§ Brief:
Lines with the word "query" in them are the ones to copy from the records.

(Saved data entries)
***
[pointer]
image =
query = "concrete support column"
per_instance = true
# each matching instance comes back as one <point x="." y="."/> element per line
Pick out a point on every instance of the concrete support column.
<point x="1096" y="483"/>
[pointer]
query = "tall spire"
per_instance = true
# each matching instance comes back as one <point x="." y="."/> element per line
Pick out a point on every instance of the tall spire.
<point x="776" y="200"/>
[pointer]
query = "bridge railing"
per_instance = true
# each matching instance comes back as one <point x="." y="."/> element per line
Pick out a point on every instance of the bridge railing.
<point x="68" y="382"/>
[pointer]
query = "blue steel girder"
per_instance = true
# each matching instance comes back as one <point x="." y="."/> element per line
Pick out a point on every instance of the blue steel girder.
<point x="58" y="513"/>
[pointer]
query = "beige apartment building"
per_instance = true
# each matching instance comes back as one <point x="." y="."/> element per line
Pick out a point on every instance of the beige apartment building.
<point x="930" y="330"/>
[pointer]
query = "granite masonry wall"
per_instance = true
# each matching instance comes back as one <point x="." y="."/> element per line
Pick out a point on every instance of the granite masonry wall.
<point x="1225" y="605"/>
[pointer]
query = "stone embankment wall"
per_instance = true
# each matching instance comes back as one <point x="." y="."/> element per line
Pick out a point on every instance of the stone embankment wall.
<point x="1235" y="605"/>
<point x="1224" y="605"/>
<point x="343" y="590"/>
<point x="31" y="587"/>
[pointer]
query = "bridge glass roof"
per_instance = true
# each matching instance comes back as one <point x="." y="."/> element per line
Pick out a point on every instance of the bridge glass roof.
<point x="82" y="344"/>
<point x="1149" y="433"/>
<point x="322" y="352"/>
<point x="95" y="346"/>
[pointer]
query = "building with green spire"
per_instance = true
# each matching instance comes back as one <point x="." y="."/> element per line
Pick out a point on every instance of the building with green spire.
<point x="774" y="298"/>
***
§ Task answer:
query = "concrete support column"
query = "tall spire"
query = "bridge railing"
query = "blue steel girder"
query = "beige apartment building"
query = "granite masonry wall"
query = "stone embankment wall"
query = "bridge glass roof"
query = "building with green spire"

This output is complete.